Given passage:
::::::
I will say at least it's more common to have the woman's first name listed but not always. The majority of the stuff I get will have the incorrect last name for me but at least my name is listed.

However not always. Sometimes it's Mr. and Mrs. Mickelson, other times it's Mr and Mrs. Aaron Mickelson.

When my father-in-law got remarried in 2018 it was addressed to Mr. and Mrs. Aaron Mickelson..... Save the dates sent last year and wedding invitations sent a few weeks ago for father-in-law's wife's daughter's upcoming wedding in May it was addressed to Mr. and Mrs. Aaron Mickelson. I know the wife (who is the mom of the woman getting married) is very traditional to the point where she even questioned (by means of Emily Post) how my husband addressed the RSVP to their wedding due to my last name being different than his so that falls on her not getting up with the times and it's possible she physically came up with the list so I'm not knocking the daughter too much here. The mom is aware, her daughter is aware, family members are aware, they just forget (however innocent it normally is) when it comes time to writing it down.
 
And I remember my mother’s Charge Cards for department stores embossed with Mrs. Father’s name. That’s how she had to sign the sales slips. I don’t think she got a Visa card in her name until the late 1980s, and it’s likely my father was a co-signer on the application because she had no independent income.
My father died in 1973 and I remember all my mother's credit cards were still in his name years later. She gave me duplicate Shell gas card in the late 70's and I signed the back in his name, but my writing so it would match. I recall having one gas station attendant had a hissy fit about it a few years later and nearly refused to allow me to use it to pay for the gas that was already pumped. I pointed out that the account was in my father's name, which was the same as my last name and the signature matched. I never went back to that station again.
::::::
Copy the text on married names between "I will say at" and "Mr and Mrs. Aaron Mickelson.", inclusive, changing "incorrect" to "wrong". The rows below bear no relation to the text on married names.

Natural-language descriptions of regions:
::::::
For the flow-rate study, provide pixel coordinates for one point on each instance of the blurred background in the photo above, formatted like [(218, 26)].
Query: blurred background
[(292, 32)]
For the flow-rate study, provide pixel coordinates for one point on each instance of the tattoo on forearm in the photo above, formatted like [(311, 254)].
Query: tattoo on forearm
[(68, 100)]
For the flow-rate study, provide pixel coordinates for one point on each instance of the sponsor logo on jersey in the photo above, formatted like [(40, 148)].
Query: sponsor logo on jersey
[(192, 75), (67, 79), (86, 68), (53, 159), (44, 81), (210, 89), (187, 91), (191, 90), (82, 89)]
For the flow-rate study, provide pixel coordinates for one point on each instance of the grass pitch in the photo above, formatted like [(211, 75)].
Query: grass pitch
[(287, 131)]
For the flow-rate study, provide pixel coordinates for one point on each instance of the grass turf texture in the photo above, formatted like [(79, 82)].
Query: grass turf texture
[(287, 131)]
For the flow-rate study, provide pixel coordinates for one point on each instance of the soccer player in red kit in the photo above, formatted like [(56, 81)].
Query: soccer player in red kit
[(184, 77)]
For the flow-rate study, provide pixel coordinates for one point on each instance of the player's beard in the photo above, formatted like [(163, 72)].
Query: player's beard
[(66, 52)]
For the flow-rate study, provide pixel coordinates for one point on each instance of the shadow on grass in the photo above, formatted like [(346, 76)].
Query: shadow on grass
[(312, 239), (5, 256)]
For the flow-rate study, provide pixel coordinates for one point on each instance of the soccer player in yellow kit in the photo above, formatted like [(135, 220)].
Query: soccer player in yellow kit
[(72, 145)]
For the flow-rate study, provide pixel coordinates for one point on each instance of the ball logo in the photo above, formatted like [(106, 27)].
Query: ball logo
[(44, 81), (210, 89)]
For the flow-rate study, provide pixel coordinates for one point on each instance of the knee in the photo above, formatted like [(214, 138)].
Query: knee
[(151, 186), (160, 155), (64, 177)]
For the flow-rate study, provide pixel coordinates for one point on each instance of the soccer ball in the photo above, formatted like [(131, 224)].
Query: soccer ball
::::::
Response to this exercise:
I will say at least it's more common to have the woman's first name listed but not always. The majority of the stuff I get will have the wrong last name for me but at least my name is listed.

However not always. Sometimes it's Mr. and Mrs. Mickelson, other times it's Mr and Mrs. Aaron Mickelson.